[TEXT UNDER STUDY — start]

Some commands remain available even when an update is required: curio help, curio --help, curio --version, curio fields, curio skills, curio settings, curio claude, and curio update.
Each CLI release also declares the minimum Curio app version it requires. If your installed Curio app is too old, the CLI will refuse the request and tell you which Curio version is required.
After Installing the CLI
You can use curio on its own from Terminal, scripts, or other tools that can run command line programs.
If you want an AI coding assistant to work with Curio projects more directly, you may also want to:
- Install AI Agent Skills with the Installing skills workflow, which places CLI-oriented skills in the shared
~/.agentsfolder or a platform-specific folder for agents such as Claude Code, Codex, or Antigravity CLI. - Install the Claude Desktop connector with
curio claude installfor Claude Desktop’s Chat and Cowork tabs.
Two Ways to Work
By default, curio talks to the running Curio app. This mode supports everything, including selection-based queries, Organizer creation, property changes, import/export, and navigation by UUID.
curio query "#active" --fields id,title
You can also point the CLI at a project file directly using --project:
curio query --project ~/Documents/MyProject.curio "#active" --fields id,title
This direct mode is read-only, so it is ideal for scripts and automations that need to inspect a project without launching Curio first.
Important
--project mode is read-only.
You can use it with query, get, sections, assets, and tags, but not set, create, export, import, navigate, or status.
Note
Direct project access requires a recent activation token.
If you see a NotActivated error, simply launch the Curio app once and try again.

[TEXT UNDER STUDY — finish]
[PROVIDED INFORMATION — start]

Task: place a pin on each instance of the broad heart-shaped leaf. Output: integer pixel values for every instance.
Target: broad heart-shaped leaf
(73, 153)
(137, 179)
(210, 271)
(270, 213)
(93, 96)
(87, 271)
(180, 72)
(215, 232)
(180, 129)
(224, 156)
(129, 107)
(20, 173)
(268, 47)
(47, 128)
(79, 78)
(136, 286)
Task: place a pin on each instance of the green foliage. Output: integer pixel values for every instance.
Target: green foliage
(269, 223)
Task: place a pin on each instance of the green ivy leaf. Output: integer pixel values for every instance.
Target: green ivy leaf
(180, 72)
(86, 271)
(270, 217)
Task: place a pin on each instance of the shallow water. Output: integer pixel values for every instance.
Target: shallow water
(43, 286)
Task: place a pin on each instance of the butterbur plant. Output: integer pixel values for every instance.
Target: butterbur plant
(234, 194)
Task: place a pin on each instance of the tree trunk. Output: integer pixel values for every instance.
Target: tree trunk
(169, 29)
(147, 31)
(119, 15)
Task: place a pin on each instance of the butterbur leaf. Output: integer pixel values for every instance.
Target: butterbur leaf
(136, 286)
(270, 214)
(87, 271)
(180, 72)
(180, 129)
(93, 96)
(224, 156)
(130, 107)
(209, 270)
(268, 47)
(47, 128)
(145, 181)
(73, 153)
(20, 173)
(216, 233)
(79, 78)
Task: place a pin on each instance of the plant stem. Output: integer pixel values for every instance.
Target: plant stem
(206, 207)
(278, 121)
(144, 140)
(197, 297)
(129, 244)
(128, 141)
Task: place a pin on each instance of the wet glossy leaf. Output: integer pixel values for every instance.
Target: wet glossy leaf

[PROVIDED INFORMATION — finish]

- [ACTION ITEM] From the Curio command line text, return the part starting with "Two Ways to" and going on through "recent activation token.", copied word for word.

- [ANSWER TO THIS EXERCISE]
Two Ways to Work
By default, curio talks to the running Curio app. This mode supports everything, including selection-based queries, Organizer creation, property changes, import/export, and navigation by UUID.
curio query "#active" --fields id,title
You can also point the CLI at a project file directly using --project:
curio query --project ~/Documents/MyProject.curio "#active" --fields id,title
This direct mode is read-only, so it is ideal for scripts and automations that need to inspect a project without launching Curio first.
Important
--project mode is read-only.
You can use it with query, get, sections, assets, and tags, but not set, create, export, import, navigate, or status.
Note
Direct project access requires a recent activation token.